■ **Set problem 1**
Decide whether each statement below agrees with the research methods flashcards. Answer yes or no for each, and quote the words of the flashcards that settle it.
(a) Systematic sampling is illustrated by taking every 20th phone number in the phone book.
(b) The ordinal scale is called the gold standard of data measurement.
(c) Qualitative research can provide a generalized understanding such as a population trend.

* * *

Research & Assessment Methods Flashcards
What are the 3 steps of the statistical process?
- Collect data (sampling, surveys)
- Describe & summarize data, look for patterns (descriptive statistics, exploratory data analysis)
- Interpret the data (inferential stats, statistical modeling)
Statistical Inference
test theories/hypotheses about the data, using probability theory which allows us to draw a conclusion
4 Sampling Methods:
- Sampling Frame
- Probability Sampling
- Non-Probability Sampling
- Implementation
Sampling Frame
the population of interest that you are using (sampling method)
(eg. sampling within the frame of customers at a specific bookstore)
Probability Sampling
most sophisticated, rigorous, and defensible method of sampling
take a subset of a population in an organized manner:
-randomly
-systematic (eg. every 20th phone # in the phone book)
-stratified (eg. by age, education)
-cluster (eg. households that all live in the same neighborhood)
Non-Probability Sampling
-Convenience Sampling (eg. snowball - you interview people & let them refer you to someone else)
-Volunteered (Volunteered Geographic Information -VGI)
Implementation (Sampling Method)
Mail, telephone, web, in-person
What are the 4 main scales of data measurement?
- Nominal Scale
- Ordinal Scale
- Interval Scale
- Ratio Scale (the gold standard)
What is Nominal Scale data measurement?
Categories, the label doesn’t matter
What is Ordinal Scale data measurement?
Ordered categories, ranking only
What is Interval Scale data measurement?
Continuous, but only absolute differences are meaningful
What is Ratio Scale data measurement?
The gold standard, both absolute and relative differences
What are the 4 Types of Variables?
- Qualitative Variables
- Quantitative Variables
- Discrete Variables
- Continuous Variables
What are qualitative variables?
categories of nominal or ordinal data with a ranking
Qualitative research can not provide a generalized understanding (such as a population trend), but it can provide a deeper understanding of a given topic.
What are quantitative variables?
interval or ratio scale
What are discrete variables?
only a finite number of values (eg. count of events, # of accidents on a certain street)

* * *

■ **Set problem 2**
Rewrite the part of the records that runs from their first line through the line containing "[[1006, 290]]", replacing "blurred background trees" with "distant background trees" and leaving everything else unchanged.

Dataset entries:

* * *

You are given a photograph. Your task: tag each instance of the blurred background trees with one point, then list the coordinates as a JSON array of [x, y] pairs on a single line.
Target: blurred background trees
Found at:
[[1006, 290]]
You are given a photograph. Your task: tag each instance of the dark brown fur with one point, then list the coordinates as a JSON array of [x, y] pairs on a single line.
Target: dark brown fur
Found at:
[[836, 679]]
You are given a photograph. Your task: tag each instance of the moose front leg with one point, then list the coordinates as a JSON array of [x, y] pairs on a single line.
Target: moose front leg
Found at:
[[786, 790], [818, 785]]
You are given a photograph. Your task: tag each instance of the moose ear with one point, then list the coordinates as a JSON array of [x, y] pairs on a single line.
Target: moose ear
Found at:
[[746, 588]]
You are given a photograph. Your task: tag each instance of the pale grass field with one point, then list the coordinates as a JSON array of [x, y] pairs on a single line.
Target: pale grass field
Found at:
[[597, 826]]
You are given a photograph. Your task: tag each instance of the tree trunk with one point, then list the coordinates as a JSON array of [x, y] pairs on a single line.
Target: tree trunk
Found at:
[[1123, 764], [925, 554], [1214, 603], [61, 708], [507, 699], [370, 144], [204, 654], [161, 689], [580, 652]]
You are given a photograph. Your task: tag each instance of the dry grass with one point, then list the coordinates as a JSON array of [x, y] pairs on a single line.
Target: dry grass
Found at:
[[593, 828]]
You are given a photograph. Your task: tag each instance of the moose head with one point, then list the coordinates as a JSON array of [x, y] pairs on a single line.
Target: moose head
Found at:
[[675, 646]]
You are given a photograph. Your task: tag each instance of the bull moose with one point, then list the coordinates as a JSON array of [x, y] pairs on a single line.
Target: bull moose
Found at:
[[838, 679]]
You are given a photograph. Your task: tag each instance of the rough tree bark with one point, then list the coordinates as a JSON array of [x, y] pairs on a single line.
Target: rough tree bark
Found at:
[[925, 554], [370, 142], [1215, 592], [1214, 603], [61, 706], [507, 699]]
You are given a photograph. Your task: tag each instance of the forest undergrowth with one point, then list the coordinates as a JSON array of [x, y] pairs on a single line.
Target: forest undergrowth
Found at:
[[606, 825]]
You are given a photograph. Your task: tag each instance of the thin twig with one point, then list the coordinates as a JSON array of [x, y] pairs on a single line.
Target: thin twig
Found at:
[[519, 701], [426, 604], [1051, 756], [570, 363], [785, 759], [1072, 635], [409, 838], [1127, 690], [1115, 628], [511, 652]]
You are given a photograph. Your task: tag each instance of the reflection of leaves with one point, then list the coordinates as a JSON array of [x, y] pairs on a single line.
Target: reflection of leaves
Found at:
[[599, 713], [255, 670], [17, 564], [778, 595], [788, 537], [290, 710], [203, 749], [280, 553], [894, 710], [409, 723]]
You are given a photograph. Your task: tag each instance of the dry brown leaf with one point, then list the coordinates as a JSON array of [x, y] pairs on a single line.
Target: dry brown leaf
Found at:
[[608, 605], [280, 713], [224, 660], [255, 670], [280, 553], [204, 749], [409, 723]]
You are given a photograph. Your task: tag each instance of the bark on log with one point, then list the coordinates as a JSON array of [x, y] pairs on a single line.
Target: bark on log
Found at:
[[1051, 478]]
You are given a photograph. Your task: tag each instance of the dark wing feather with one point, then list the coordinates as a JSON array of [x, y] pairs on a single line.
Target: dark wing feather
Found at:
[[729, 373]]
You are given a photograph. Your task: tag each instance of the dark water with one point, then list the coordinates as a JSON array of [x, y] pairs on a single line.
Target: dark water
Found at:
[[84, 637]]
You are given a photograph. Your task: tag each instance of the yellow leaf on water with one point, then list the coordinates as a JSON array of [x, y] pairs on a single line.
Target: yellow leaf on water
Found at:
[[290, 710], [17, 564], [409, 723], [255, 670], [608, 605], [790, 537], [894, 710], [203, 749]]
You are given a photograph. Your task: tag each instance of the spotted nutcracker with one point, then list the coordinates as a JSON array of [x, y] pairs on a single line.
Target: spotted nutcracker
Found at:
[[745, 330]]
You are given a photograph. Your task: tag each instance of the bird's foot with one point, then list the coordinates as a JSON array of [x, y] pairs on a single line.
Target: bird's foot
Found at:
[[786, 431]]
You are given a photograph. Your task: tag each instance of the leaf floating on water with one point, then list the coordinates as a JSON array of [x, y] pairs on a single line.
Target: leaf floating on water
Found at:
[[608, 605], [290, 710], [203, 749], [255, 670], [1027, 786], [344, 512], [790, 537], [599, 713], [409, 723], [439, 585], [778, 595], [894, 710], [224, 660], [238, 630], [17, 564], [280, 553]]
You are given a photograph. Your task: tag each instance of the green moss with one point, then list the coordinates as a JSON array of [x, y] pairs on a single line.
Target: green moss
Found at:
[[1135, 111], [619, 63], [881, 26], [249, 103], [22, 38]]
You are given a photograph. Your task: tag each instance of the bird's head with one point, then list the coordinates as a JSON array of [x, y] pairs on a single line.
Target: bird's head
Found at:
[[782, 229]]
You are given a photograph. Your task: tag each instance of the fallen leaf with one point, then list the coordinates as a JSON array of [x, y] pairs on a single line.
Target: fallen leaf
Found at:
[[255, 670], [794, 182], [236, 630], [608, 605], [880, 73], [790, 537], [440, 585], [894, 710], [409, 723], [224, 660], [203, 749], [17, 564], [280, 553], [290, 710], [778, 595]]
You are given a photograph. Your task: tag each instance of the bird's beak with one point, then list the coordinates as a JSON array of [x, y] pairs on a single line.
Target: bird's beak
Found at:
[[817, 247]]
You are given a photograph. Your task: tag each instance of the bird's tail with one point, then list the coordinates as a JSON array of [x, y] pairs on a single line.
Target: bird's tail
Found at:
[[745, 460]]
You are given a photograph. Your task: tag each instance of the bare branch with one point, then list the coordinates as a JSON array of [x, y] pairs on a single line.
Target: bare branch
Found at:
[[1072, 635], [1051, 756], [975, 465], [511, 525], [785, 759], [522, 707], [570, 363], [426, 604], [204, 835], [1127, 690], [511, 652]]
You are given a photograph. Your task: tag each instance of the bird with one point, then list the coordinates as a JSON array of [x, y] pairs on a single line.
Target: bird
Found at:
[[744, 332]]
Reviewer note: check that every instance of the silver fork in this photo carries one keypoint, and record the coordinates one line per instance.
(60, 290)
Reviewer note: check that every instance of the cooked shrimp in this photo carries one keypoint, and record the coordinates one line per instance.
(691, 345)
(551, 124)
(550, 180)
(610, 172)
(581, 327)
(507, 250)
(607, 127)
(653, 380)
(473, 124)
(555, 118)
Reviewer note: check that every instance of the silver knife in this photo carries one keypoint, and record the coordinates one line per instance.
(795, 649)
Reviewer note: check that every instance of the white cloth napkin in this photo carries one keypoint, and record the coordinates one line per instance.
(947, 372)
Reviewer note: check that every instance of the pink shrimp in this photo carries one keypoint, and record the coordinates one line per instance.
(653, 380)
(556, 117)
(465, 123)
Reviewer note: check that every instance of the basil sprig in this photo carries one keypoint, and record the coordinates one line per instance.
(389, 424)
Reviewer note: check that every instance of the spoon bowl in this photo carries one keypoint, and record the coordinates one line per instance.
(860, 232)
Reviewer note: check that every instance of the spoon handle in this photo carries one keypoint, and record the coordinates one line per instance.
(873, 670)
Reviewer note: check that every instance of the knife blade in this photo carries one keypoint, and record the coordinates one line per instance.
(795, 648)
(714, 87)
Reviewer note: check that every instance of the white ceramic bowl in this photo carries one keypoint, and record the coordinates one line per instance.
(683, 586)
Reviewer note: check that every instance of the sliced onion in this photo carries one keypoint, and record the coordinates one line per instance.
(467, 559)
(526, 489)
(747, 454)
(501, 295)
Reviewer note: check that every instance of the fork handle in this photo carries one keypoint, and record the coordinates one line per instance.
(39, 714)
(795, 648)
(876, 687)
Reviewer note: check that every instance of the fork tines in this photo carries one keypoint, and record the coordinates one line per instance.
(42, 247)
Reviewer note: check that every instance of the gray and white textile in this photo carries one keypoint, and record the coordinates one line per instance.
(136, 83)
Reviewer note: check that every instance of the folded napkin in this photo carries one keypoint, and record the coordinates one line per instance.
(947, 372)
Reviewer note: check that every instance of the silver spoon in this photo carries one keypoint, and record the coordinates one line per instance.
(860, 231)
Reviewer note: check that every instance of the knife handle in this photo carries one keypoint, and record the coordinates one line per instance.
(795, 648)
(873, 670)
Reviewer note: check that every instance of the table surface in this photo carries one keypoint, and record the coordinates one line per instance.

* * *

■ **Exercise answer 1**
(a) Yes: "-systematic (eg. every 20th phone # in the phone book)"
(b) No: "Ratio Scale (the gold standard)"
(c) No: "Qualitative research can not provide a generalized understanding (such as a population trend)"

■ **Exercise answer 2**
You are given a photograph. Your task: tag each instance of the distant background trees with one point, then list the coordinates as a JSON array of [x, y] pairs on a single line.
Target: distant background trees
Found at:
[[1006, 290]]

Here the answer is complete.